Summarize the text about walking and philosophy in two sentences.

[DOCUMENT]
<<<<

The image of the walking philosopher has been widespread throughout central Europe that the image created places that reinforce it. For example:

  • Philosophenweg in Heidelberg (Hegel)
  • Philosophen-damm in Königsberg (Kant)
  • The Philosopher’s Way in Copenhagen (Kierkegaard)

the history of walking as a conscious cultural act rather than a means to an end is only a few centuries old in Europe, and Rousseau stands at its beginning.

That history began with the walks of various characters in the eighteenth century, but the more literary among them strove to consecrate walking by tracing it to Greece

The eccentric English revolutionary and writer John Thelwall wrote a massive, turgid book, The Peripatetic, uniting Rousseauian romanticism with this spurious classical tradition.

after Thelwall’s book appeared in 1793, many more would make the claim until it became an established idea that the ancients walked to think, so much so that the very picture seems part of cultural history

Long afterward, the association between walking and philosophizing became so widespread that central Europe has places named after it: the celebrated Philosophenweg in Heidelberg where Hegel is said to have walked, the Philosophen-damm in Königsberg that Kant passed on his daily stroll (now replaced by a railway station), and the Philosopher’s Way Kierkegaard mentions in Copenhagen.

Walking among Greek philosophers

The first Greek schools where made of colonnades called peripatos. Teachers gave their lectures in these colonnades while walking, which gave the schools their name. The same is the case among Stoics, who taught at colonnades called stoa in Athens. The Sophists were also walking philosophers, thinkers who traveled from place to place.

This belief arose from a coincidence of architecture and language.

The philosophers who came from it were called the Peripatetic philosophers or the Peripatetic school, and in English the word peripatetic means “one who walks habitually and extensively.” Thus their name links thinking with walking.

This colonnade or walk (peripatos) gave the school its name; it seems that it was here, at least at the beginning, that the pupils assembled and the teachers gave their lectures. Here they wandered to and fro; for this reason it was later said that Aristotle himself lectured and taught while walking up and down.

>>>>

[DATA PROVIDED]
<<<<

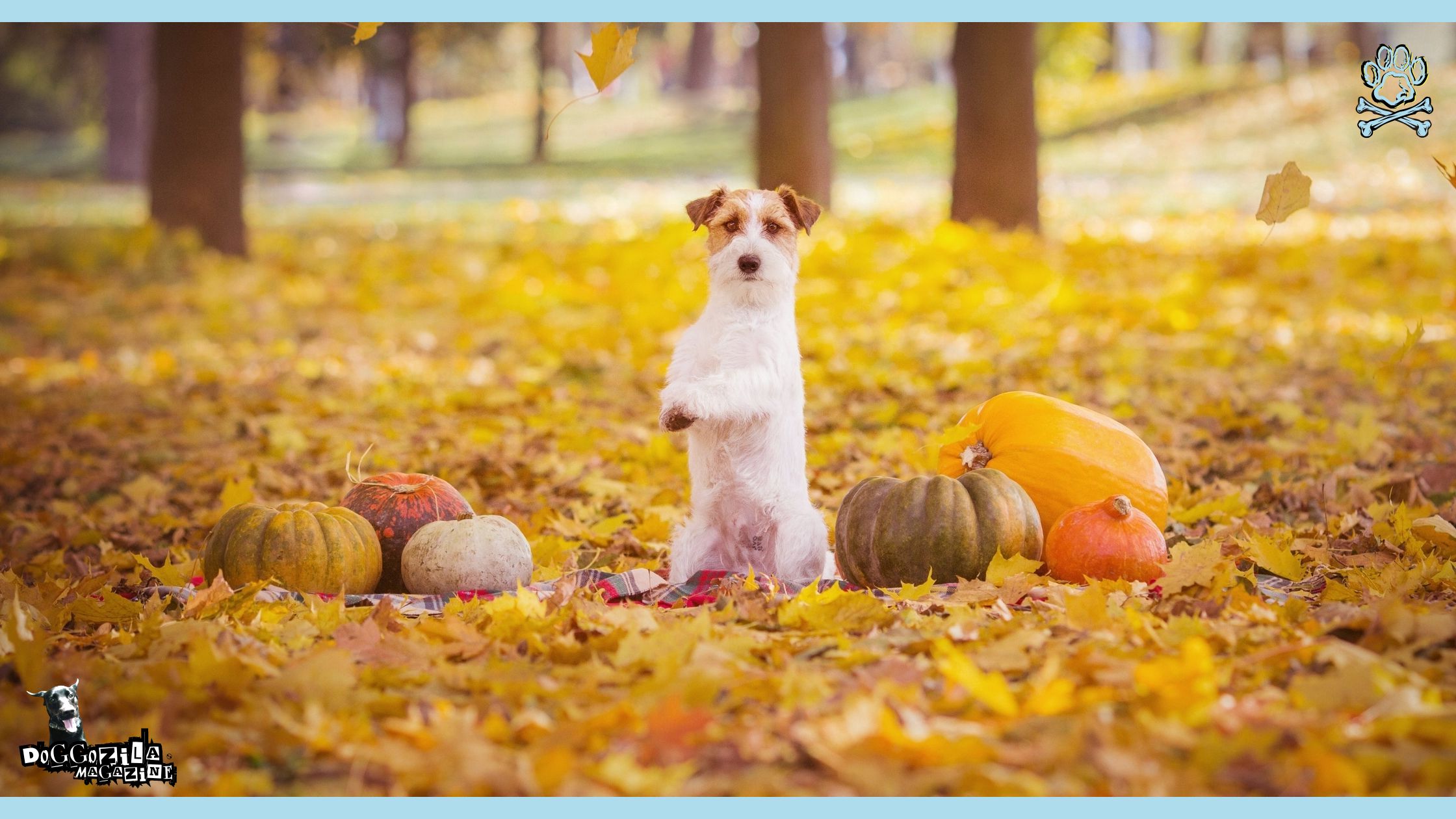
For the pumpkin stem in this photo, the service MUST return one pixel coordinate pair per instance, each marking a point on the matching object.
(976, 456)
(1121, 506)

>>>>
<<<<

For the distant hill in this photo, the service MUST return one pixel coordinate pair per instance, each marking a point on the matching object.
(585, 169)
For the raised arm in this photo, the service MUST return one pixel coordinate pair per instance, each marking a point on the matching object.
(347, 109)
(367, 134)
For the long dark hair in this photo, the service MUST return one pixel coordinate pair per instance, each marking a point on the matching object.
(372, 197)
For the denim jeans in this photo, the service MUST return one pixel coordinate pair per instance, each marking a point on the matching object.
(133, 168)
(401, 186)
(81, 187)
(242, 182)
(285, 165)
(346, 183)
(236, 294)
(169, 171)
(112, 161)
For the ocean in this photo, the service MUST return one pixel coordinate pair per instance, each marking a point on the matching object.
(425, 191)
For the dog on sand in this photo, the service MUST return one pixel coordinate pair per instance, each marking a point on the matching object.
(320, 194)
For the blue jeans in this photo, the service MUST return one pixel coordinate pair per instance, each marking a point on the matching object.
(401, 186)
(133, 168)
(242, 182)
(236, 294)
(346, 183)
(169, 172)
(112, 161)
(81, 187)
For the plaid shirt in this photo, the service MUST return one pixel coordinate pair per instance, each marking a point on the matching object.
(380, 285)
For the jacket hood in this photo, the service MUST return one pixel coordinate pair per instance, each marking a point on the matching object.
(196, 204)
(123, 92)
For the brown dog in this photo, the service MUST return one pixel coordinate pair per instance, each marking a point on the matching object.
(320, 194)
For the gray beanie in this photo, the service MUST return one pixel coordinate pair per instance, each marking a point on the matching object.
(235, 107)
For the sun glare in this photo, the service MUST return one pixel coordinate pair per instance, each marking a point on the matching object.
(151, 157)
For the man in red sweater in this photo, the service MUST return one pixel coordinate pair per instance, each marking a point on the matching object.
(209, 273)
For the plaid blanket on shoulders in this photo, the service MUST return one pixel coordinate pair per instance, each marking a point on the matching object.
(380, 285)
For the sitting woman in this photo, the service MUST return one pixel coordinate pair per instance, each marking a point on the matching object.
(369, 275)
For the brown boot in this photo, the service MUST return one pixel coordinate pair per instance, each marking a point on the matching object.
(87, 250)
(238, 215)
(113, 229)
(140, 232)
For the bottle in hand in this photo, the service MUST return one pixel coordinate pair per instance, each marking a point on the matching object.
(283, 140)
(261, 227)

>>>>

[THE SOLUTION] Walking as a conscious cultural act is only a few centuries old in Europe, beginning with Rousseau, and after John Thelwall's book The Peripatetic appeared in 1793, the idea that the ancients walked to think became established, so much so that places like the Philosophenweg in Heidelberg, the Philosophen-damm in Königsberg, and the Philosopher's Way in Copenhagen are named after it. This belief arose from a coincidence of architecture and language: early Greek schools were made of colonnades called peripatos, where teachers lectured while walking, and the resulting name, the Peripatetic school, links thinking with walking.